**INSTRUCTIONS FOR THE TASK:** All that is needed is each line of the entries holding the word "silver", copied as it stands.

[Region pointing data]
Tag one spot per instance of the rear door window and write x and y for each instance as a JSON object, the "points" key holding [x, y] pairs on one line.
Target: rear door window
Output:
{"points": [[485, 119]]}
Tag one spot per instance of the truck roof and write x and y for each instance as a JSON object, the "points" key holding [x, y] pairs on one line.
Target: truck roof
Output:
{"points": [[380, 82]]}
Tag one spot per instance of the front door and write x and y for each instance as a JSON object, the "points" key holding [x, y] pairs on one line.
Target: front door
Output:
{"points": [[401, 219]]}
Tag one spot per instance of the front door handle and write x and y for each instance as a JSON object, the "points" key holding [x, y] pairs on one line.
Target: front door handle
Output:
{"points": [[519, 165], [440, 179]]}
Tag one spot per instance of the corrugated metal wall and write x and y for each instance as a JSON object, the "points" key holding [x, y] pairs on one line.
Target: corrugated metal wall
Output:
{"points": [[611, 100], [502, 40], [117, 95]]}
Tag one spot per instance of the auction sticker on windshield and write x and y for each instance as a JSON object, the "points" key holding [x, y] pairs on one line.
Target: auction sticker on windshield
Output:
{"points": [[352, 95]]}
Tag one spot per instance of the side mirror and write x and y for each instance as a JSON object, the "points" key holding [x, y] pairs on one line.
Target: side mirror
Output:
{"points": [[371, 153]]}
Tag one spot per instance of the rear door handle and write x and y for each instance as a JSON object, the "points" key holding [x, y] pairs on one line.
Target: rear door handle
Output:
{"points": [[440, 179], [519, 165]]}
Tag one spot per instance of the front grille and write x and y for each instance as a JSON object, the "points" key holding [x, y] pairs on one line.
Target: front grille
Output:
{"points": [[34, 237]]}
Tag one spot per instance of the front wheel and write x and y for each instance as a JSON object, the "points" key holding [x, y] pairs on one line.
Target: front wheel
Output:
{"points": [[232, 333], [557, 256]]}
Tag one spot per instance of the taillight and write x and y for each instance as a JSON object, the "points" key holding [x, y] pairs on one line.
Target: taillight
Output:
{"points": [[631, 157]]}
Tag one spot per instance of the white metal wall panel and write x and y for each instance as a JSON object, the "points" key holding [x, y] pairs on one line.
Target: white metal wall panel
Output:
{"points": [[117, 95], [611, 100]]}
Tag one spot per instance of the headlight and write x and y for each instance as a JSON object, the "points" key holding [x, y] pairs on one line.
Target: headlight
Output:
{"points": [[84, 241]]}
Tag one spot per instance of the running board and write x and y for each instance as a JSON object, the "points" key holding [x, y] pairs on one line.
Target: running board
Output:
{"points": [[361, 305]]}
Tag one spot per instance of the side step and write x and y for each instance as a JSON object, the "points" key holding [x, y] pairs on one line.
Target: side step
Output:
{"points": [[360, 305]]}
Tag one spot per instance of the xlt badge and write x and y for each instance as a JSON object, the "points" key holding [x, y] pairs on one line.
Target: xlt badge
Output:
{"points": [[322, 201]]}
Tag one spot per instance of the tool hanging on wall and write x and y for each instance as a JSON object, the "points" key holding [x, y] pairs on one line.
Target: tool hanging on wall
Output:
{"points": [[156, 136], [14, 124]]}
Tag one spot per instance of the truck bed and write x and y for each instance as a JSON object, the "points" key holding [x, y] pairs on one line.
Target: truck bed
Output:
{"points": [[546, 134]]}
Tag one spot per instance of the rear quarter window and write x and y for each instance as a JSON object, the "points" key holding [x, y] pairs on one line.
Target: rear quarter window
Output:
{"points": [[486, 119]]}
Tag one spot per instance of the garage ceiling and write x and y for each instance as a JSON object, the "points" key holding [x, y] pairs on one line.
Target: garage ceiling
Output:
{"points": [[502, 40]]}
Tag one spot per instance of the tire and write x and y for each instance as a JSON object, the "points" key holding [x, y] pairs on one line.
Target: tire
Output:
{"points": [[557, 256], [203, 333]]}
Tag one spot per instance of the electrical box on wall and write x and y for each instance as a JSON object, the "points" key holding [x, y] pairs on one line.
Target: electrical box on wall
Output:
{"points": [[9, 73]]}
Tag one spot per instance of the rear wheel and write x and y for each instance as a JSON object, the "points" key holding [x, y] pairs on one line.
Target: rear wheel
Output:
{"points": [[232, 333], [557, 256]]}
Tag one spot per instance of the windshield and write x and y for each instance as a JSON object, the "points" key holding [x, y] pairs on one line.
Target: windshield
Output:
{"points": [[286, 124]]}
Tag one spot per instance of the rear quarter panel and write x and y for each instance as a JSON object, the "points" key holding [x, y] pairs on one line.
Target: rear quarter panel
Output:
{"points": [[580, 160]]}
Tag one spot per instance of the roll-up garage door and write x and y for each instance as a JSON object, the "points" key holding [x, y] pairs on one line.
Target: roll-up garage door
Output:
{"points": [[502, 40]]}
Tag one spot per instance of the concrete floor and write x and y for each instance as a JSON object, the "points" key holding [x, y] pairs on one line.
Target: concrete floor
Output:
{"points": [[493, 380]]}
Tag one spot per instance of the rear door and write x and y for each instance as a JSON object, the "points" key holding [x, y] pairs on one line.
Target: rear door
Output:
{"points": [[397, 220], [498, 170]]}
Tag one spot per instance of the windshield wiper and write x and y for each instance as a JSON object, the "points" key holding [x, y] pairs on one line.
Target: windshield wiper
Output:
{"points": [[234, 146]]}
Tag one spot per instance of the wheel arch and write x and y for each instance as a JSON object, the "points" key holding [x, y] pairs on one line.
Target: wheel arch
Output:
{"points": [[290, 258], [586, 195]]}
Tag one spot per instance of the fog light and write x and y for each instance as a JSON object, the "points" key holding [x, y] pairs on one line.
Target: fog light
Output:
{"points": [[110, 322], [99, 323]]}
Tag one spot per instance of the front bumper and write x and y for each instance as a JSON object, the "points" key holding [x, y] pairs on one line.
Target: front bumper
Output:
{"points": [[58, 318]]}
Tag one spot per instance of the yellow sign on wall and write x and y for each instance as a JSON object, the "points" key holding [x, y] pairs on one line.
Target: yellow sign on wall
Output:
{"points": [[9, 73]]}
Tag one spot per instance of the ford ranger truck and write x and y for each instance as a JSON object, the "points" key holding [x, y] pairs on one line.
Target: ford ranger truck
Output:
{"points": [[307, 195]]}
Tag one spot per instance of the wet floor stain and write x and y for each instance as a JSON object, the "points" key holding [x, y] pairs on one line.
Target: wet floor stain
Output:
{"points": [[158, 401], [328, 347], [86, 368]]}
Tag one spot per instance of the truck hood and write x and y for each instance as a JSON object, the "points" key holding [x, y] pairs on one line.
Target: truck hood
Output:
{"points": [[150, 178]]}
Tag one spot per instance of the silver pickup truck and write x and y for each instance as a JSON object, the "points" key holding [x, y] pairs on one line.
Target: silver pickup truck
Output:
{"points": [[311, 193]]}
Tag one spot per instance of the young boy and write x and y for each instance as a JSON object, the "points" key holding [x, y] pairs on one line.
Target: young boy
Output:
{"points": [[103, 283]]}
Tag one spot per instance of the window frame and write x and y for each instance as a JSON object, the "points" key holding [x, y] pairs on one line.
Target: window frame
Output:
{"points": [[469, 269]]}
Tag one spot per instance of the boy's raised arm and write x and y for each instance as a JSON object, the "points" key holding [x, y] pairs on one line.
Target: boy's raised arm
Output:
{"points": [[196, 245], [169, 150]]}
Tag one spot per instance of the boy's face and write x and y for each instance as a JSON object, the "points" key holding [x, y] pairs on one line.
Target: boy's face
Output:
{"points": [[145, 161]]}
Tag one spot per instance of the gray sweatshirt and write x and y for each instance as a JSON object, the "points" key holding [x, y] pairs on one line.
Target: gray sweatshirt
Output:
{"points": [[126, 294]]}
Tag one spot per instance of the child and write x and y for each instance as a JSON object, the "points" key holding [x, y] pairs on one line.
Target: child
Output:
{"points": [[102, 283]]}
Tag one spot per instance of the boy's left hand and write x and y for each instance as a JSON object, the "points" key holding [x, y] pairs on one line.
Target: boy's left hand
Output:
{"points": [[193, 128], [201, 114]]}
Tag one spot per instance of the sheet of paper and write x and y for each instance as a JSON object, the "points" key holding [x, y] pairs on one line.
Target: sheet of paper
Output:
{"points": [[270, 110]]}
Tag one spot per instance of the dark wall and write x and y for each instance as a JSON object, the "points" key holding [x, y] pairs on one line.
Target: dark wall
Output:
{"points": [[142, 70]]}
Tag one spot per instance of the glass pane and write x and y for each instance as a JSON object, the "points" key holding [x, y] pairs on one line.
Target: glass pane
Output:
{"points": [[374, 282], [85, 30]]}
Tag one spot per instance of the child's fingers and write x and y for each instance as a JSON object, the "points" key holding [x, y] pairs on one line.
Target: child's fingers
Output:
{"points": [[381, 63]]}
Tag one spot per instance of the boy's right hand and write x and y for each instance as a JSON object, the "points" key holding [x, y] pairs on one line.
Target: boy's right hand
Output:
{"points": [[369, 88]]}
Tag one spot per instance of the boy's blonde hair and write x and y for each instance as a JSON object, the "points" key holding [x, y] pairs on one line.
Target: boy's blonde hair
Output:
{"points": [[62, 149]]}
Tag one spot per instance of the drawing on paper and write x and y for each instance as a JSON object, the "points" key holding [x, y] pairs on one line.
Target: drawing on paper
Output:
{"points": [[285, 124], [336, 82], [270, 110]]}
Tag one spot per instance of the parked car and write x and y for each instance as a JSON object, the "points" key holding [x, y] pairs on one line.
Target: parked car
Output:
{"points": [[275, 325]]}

**EXERCISE RESULT:**
Tag one spot per instance of the silver pickup truck and write x and y for each instance as a JSON object, the "points" key holding [x, y] pairs on one line.
Target: silver pickup truck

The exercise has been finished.